**Directions**
Return each line of the entries that holds the string "mouth".

Point localization data
____________________
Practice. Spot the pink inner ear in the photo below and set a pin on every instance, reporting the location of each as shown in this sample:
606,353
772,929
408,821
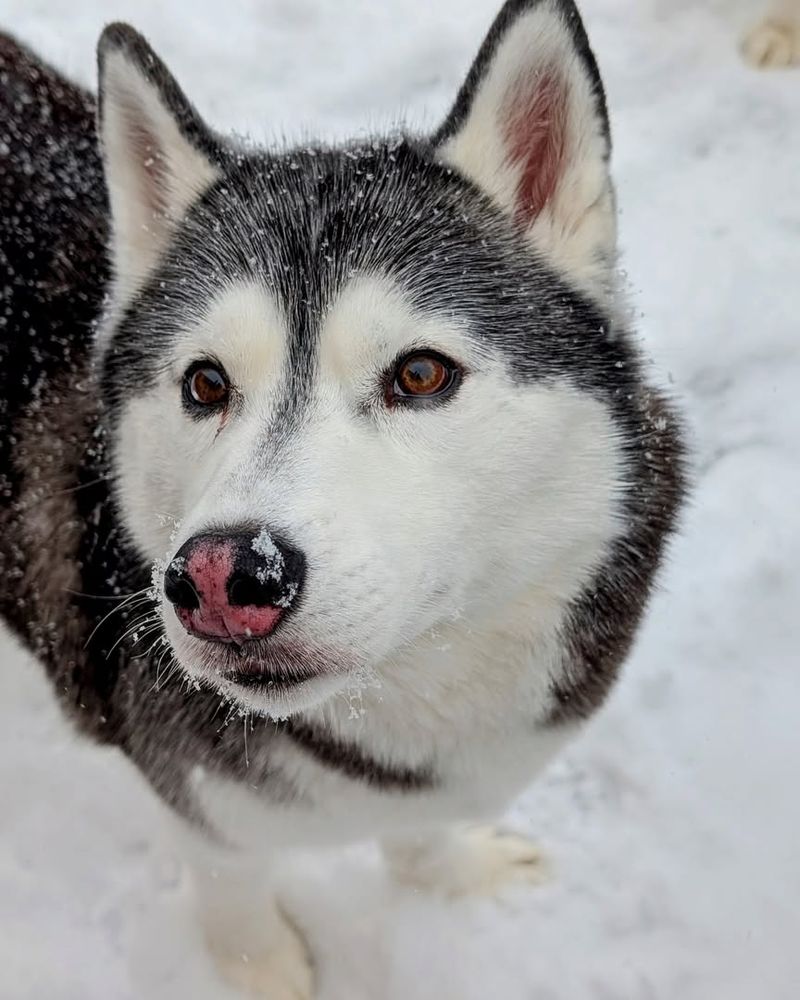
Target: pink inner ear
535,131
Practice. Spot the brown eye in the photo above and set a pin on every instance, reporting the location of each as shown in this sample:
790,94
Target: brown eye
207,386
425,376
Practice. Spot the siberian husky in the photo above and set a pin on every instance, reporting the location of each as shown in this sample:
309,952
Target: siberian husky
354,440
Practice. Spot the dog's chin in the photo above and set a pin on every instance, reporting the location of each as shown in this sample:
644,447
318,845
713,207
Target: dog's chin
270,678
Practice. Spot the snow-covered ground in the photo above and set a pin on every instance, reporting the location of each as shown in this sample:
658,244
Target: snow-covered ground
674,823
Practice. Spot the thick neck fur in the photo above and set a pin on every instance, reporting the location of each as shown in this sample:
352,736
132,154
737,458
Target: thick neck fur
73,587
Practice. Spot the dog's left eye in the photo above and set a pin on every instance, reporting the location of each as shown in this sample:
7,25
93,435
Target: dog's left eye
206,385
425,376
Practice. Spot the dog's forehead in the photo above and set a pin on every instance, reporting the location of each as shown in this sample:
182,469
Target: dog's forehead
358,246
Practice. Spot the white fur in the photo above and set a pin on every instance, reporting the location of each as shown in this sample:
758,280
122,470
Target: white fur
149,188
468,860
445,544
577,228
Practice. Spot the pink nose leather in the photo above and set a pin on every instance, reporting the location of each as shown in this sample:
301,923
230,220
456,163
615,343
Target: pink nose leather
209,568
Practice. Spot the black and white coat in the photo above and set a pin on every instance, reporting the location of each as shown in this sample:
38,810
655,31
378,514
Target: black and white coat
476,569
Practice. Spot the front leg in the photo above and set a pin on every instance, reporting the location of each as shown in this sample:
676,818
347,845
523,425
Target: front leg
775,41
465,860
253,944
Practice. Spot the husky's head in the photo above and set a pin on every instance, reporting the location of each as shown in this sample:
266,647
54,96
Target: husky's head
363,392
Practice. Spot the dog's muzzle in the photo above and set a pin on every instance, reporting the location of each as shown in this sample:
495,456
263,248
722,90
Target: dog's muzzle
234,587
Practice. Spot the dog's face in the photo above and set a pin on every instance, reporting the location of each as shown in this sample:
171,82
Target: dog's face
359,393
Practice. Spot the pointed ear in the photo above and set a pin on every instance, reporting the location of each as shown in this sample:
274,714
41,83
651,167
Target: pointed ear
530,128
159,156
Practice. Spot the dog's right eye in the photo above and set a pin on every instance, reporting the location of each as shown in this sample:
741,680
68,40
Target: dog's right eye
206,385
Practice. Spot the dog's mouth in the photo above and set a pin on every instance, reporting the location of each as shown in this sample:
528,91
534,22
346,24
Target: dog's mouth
____________________
**Response area**
Practice. Spot the dog's mouth in the photo above and set a pin on every instance, reporting the location of each as shown in this sample:
Target: dog's mouth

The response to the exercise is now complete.